- WHAT TO DO
Would you please write out each of the entries below exactly, omitting pictures?

Dataset entries
================================
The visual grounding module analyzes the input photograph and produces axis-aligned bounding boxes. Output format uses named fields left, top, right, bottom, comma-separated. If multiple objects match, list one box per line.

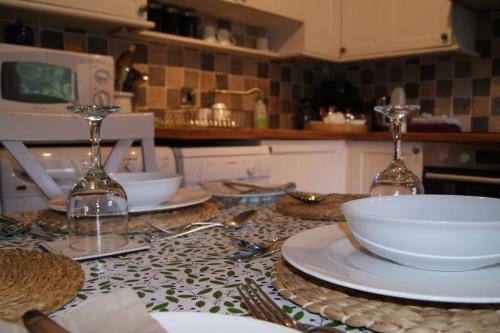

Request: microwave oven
left=0, top=43, right=114, bottom=113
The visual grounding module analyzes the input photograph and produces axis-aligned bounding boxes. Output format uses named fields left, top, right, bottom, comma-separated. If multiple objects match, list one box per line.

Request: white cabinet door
================================
- REPLY TO THE EXERCISE
The visual grounding module analyzes the input photograph and produces axis-aligned bounding boxes. Output format uses named fields left, top, right, bottom, comma-separated. If multiple objects match, list one box per line.


Request: microwave oven
left=0, top=43, right=114, bottom=113
The visual grounding module analyzes the input photograph and produces axis-aligned bounding boxes. Output format uses named fields left, top, right, bottom, comma-separated. If multiple objects match, list one box per line.

Request: white cabinet door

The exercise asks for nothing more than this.